* _DESCRIPTION OF THE TASK_
Your answer must consist solely of the line containing "of the rocky" and all subsequent lines through the end of the entries, reproduced exactly.

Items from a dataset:
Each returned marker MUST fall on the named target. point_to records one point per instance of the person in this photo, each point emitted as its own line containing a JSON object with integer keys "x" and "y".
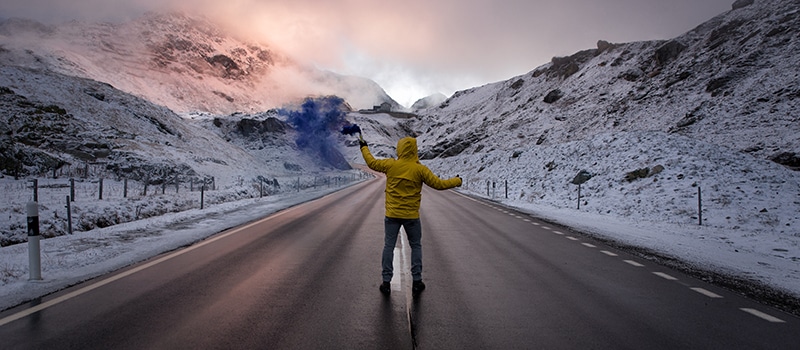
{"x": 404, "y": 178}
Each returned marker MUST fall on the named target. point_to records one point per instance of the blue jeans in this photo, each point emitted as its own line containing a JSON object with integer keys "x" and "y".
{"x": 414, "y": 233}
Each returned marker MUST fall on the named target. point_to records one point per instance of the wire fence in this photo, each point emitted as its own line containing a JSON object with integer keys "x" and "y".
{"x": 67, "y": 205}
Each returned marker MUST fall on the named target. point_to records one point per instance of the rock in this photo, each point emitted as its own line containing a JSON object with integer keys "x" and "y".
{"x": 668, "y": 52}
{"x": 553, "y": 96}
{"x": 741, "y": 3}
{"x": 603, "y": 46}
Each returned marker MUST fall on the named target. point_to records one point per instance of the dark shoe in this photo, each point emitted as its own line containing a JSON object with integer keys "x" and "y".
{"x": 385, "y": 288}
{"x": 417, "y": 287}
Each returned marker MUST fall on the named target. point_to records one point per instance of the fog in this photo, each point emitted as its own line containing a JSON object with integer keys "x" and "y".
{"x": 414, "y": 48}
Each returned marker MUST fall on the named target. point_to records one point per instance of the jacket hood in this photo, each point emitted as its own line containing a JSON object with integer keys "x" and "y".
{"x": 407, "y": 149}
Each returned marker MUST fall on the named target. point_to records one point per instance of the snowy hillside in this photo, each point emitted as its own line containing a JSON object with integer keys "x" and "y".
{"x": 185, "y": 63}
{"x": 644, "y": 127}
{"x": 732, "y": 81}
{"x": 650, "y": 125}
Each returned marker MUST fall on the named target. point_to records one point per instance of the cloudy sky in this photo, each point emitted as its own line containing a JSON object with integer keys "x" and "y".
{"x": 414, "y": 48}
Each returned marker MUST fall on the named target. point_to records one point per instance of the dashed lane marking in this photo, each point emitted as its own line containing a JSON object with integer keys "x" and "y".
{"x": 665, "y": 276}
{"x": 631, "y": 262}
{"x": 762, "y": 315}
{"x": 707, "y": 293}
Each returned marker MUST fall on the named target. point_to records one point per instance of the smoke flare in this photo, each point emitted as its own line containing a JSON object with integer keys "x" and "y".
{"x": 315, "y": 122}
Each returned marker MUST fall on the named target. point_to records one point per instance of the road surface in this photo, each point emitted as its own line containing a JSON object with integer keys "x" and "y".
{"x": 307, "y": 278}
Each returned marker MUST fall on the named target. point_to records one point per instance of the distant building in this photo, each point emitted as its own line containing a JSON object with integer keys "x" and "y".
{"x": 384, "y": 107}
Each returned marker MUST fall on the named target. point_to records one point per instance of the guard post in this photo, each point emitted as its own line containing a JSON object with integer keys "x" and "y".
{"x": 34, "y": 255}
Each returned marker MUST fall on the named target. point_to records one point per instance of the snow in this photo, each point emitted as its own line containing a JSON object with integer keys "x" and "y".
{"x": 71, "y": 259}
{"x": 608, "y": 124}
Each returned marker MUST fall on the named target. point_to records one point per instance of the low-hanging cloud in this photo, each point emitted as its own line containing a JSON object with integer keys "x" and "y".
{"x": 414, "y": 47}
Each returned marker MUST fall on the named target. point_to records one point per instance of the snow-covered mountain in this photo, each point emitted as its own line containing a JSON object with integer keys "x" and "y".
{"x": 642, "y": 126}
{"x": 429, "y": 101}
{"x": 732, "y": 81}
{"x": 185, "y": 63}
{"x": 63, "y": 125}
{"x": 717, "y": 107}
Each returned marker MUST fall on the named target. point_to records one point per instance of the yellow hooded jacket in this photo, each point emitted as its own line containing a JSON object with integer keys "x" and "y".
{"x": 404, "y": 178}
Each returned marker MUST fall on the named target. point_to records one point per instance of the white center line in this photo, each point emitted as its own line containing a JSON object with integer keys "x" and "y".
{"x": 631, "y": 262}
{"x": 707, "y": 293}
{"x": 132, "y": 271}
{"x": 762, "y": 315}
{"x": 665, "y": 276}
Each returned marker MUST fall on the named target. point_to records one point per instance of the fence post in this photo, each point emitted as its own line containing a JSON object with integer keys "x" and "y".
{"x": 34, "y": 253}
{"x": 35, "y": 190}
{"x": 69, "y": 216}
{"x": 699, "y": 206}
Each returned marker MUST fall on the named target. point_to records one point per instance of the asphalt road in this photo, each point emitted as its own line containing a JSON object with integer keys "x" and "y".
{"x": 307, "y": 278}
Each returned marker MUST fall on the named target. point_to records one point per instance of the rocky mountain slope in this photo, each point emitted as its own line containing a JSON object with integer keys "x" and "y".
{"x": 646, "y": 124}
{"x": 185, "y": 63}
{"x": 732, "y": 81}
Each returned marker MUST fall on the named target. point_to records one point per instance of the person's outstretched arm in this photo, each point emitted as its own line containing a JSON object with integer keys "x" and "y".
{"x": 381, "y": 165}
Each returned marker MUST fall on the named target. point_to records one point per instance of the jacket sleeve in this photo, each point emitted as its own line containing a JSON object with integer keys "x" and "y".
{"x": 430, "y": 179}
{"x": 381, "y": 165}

* _FINAL ANSWER_
Each returned marker MUST fall on the named target. point_to records one point per instance of the rocky mountain slope in this photo, each point emitted as its own line containing a JSON object with integer keys "x" and "y".
{"x": 646, "y": 124}
{"x": 185, "y": 63}
{"x": 732, "y": 81}
Each returned marker MUST fall on the named target. point_to records one point per instance of the person's outstretched arm in this photo, each point emitted as its own line containing a JSON object with integer keys "x" and "y".
{"x": 381, "y": 165}
Each returned marker MUST fall on the named target. point_to records one point per instance of the jacket sleeve in this photo, each point emitted as its own line containing a JSON object with integer keys "x" and "y".
{"x": 430, "y": 179}
{"x": 381, "y": 165}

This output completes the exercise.